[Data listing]
______
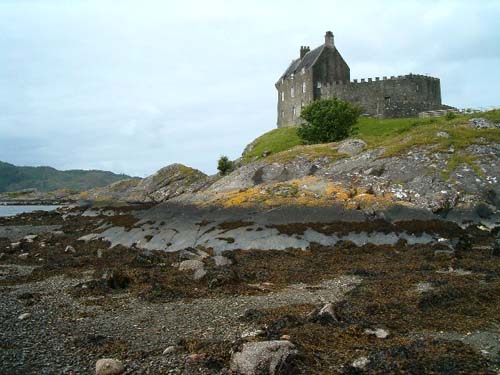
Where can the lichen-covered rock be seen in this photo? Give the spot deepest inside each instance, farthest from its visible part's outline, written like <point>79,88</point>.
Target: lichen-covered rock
<point>109,366</point>
<point>263,358</point>
<point>482,123</point>
<point>352,147</point>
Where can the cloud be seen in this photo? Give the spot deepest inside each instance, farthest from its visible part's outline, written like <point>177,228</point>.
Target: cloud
<point>131,88</point>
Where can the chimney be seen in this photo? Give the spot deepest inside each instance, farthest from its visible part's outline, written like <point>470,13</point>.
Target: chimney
<point>303,51</point>
<point>329,39</point>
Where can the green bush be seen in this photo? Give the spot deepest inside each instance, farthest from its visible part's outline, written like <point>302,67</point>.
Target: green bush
<point>327,120</point>
<point>225,165</point>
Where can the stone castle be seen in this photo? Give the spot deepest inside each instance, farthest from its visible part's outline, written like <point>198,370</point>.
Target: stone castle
<point>323,73</point>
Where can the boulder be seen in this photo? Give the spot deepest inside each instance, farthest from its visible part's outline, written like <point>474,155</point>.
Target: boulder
<point>24,316</point>
<point>109,366</point>
<point>70,249</point>
<point>222,261</point>
<point>379,333</point>
<point>351,147</point>
<point>191,265</point>
<point>482,123</point>
<point>265,357</point>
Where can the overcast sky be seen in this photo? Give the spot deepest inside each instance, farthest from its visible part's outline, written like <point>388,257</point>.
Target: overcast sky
<point>131,86</point>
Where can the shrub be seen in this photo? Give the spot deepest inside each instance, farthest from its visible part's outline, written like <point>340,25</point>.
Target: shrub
<point>225,165</point>
<point>328,120</point>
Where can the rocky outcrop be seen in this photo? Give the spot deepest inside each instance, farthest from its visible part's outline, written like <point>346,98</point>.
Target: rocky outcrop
<point>167,183</point>
<point>263,358</point>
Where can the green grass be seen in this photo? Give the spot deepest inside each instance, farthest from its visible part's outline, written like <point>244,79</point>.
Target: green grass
<point>275,141</point>
<point>396,136</point>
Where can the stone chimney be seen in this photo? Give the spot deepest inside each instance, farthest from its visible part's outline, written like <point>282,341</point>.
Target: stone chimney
<point>329,39</point>
<point>303,51</point>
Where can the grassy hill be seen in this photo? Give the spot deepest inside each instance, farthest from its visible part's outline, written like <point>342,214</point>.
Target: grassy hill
<point>395,135</point>
<point>44,179</point>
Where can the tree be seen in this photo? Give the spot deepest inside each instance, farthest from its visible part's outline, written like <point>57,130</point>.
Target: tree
<point>327,120</point>
<point>225,165</point>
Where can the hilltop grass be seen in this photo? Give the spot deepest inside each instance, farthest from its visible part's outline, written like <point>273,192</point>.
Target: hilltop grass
<point>396,136</point>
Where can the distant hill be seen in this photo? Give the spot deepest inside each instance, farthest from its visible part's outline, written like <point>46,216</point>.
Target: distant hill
<point>13,178</point>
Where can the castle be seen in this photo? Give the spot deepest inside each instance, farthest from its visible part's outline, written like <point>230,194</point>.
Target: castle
<point>323,73</point>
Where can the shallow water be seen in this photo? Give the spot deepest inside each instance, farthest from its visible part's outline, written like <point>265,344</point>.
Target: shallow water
<point>15,210</point>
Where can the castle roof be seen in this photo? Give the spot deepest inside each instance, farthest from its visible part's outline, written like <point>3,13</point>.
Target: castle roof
<point>306,62</point>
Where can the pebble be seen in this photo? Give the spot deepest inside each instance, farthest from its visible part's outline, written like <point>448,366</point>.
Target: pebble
<point>379,333</point>
<point>30,238</point>
<point>221,261</point>
<point>24,316</point>
<point>171,349</point>
<point>361,362</point>
<point>109,366</point>
<point>197,357</point>
<point>70,249</point>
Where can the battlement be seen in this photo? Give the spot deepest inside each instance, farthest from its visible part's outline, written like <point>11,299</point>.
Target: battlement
<point>410,76</point>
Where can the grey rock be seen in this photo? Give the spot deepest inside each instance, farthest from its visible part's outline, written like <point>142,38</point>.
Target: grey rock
<point>190,265</point>
<point>199,274</point>
<point>265,357</point>
<point>360,362</point>
<point>170,350</point>
<point>378,332</point>
<point>442,134</point>
<point>109,366</point>
<point>482,123</point>
<point>24,316</point>
<point>30,238</point>
<point>70,249</point>
<point>222,261</point>
<point>351,147</point>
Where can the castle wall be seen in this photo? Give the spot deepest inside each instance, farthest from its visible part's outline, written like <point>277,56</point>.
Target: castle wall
<point>330,67</point>
<point>289,108</point>
<point>402,96</point>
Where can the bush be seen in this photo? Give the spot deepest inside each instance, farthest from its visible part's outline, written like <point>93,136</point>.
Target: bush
<point>225,165</point>
<point>327,120</point>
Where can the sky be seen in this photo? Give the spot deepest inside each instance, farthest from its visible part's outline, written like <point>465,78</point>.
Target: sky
<point>134,85</point>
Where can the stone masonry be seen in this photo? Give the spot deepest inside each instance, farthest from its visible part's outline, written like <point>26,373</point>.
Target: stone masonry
<point>323,73</point>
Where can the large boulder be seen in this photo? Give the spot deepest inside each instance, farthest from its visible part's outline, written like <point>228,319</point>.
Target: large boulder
<point>263,358</point>
<point>167,183</point>
<point>351,147</point>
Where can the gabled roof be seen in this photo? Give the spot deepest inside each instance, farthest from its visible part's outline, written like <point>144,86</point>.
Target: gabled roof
<point>306,62</point>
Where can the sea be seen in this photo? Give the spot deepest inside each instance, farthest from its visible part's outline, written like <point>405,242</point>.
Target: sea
<point>6,210</point>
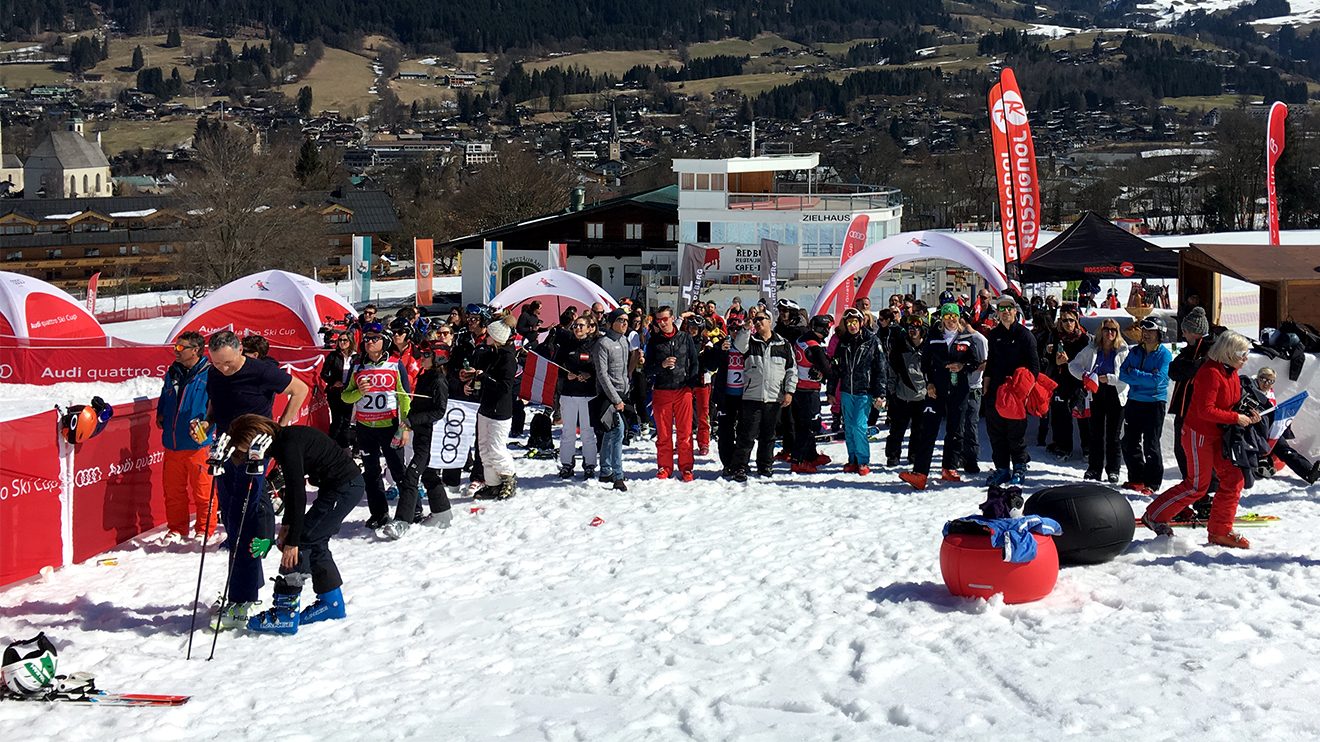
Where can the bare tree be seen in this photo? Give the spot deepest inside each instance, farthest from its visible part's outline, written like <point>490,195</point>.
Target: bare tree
______
■ **YOUR TASK**:
Rewrite every one of the lines above, substituting "in this image" wherever "in this photo" appears and keeping all else as it is. Omit the pictures from your output.

■ **OUTPUT BELOW**:
Where can the lichen-covered rock be seen in this image? Give the spot deepest inside each instance, farthest from its visible part's outline, written like <point>79,88</point>.
Target: lichen-covered rock
<point>109,366</point>
<point>263,358</point>
<point>482,123</point>
<point>352,147</point>
Where can the cloud be seen in this image? Give the spot deepest inside each instance, farthest from its visible part's outline, written like <point>177,228</point>.
Target: cloud
<point>131,88</point>
Where can the chimney be seen in this image? Give the spot deepest inside each instance, farthest from its visible part's outline, written like <point>470,13</point>.
Target: chimney
<point>303,51</point>
<point>329,39</point>
Where can the green bush be seen in this image? Give the spot deepest inside each instance, farthest from its visible part's outline, written like <point>302,67</point>.
Target: green bush
<point>327,120</point>
<point>225,165</point>
Where can the stone castle be seen in this image? Give the spot deepest inside each instance, farthest from its visible part's outline, written like <point>198,370</point>.
Target: stone castle
<point>323,73</point>
Where can the boulder be seen in this image? Give the spot deepest inside each instance, farthest from its visible part's outline, written like <point>474,155</point>.
Target: boulder
<point>24,316</point>
<point>109,366</point>
<point>70,249</point>
<point>222,261</point>
<point>379,333</point>
<point>351,147</point>
<point>191,265</point>
<point>482,123</point>
<point>265,357</point>
Where can the overcast sky be seen in this image? Give the spot deepest inside each instance, farthest from its visible part's outline, written like <point>388,257</point>.
Target: overcast sky
<point>131,86</point>
Where can the shrub be seen in this image? Give the spot deepest inside each instance, farthest from its visible part's outline, written like <point>340,25</point>.
Target: shrub
<point>225,165</point>
<point>328,120</point>
Where can the rocky outcrop be seen in this image? Give the spot deepest inside each instance, farthest from its visible part's outline, written like <point>346,98</point>.
Target: rocky outcrop
<point>167,183</point>
<point>263,358</point>
Where can the green grass be seen in this image? Give the spot deepest inside each instance, farthest from its visible part's outline, written like <point>244,79</point>.
Target: green grass
<point>275,141</point>
<point>396,136</point>
Where can the stone chimney be seen in this image? Give the spot deepest inside each instance, farthest from its visible part's outline, written like <point>282,341</point>.
Target: stone chimney
<point>329,39</point>
<point>303,51</point>
Where can the grassy hill be seen in this image? Give the spot deepest inside each instance, farthest from its visible part's outline, written like <point>342,214</point>.
Target: grassy hill
<point>395,135</point>
<point>44,179</point>
Where can the tree be seen in this image? Give the spot deepest inside each instance, farthest from its visible part's outline, written like <point>57,130</point>.
Target: tree
<point>327,120</point>
<point>225,165</point>
Where can the hilltop grass be seen in this image? Give the spot deepest inside each instance, farthest from its visible part's outline, written like <point>273,192</point>.
Target: hilltop grass
<point>396,136</point>
Where can the distant hill be seen in this image? Give the spot deepest inside each instance, farthest from its visible part's outline, written like <point>46,216</point>.
Target: distant hill
<point>13,178</point>
Where can the castle be seen in this image? Give the spot deepest inside each instance, farthest from its visible part's outline, written like <point>230,194</point>.
Target: castle
<point>323,73</point>
Where can the shallow water be seen in this image? Give the spot deepest inside each instance, farthest from its visible part's outline, written like <point>265,344</point>.
Target: shallow water
<point>15,210</point>
Where can the castle roof be seen in this image? Give the spot deepest inside each instance, farthest from its visible part's outline, written like <point>3,13</point>.
Target: castle roof
<point>306,62</point>
Where can the pebble be seen in this image? Give the spot deepest inside each instance, farthest from its visible part's outline, written like <point>448,366</point>.
Target: pebble
<point>379,333</point>
<point>30,238</point>
<point>221,261</point>
<point>24,316</point>
<point>171,349</point>
<point>361,362</point>
<point>109,366</point>
<point>197,357</point>
<point>70,249</point>
Where can the battlement be seen in this image? Give the spot deepest inside each instance, farthest from its visible part's outline, written like <point>11,299</point>.
Target: battlement
<point>410,76</point>
Where can the grey rock be seen in this image? Give the spot deepest inside each instance, farthest from its visible part's outline, written like <point>142,38</point>.
Target: grey rock
<point>190,265</point>
<point>199,274</point>
<point>265,357</point>
<point>360,362</point>
<point>170,350</point>
<point>378,332</point>
<point>442,134</point>
<point>109,366</point>
<point>482,123</point>
<point>24,316</point>
<point>30,238</point>
<point>70,249</point>
<point>222,261</point>
<point>351,147</point>
Where can the castle wall be seen in this image? Give the spot deepest inside each instance, farthest from its visible part's outline, written like <point>277,56</point>.
Target: castle wall
<point>330,67</point>
<point>289,108</point>
<point>402,96</point>
Where can the bush be seen in this image? Give the spot deepest inside each instance, farthest from its visible part's outline, written like <point>93,136</point>.
Target: bush
<point>225,165</point>
<point>327,120</point>
Where can the sky be seen in this image? Give the spot deepest inside each instance, farthest from its visible part's outline, written like <point>465,78</point>.
Target: sky
<point>134,85</point>
Where can the stone masonry be seen in this image? Give the spot deepest inside each instance, farthest from its visible part's outline, written like <point>26,373</point>.
Target: stone masonry
<point>323,73</point>
Where can the large boulder be seen in this image? Give the spot deepest inside each instance, farthest from its visible part's outline, written like <point>228,319</point>.
Target: large boulder
<point>263,358</point>
<point>167,183</point>
<point>351,147</point>
Where can the gabled roof be seen in this image? Give the spot deepest inside each instance, farthest from its visible part's outline, written like <point>144,86</point>.
Target: gabled roof
<point>306,62</point>
Where can the sea be seen in this image? Give the spot deepest inside each instance, farthest from its visible part's outline, written like <point>405,242</point>.
Target: sea
<point>6,210</point>
Where can the bare tree be seen in this image? Give the spot deepest inside each instance, farthest from its visible part's outline, written like <point>490,195</point>.
Target: bare tree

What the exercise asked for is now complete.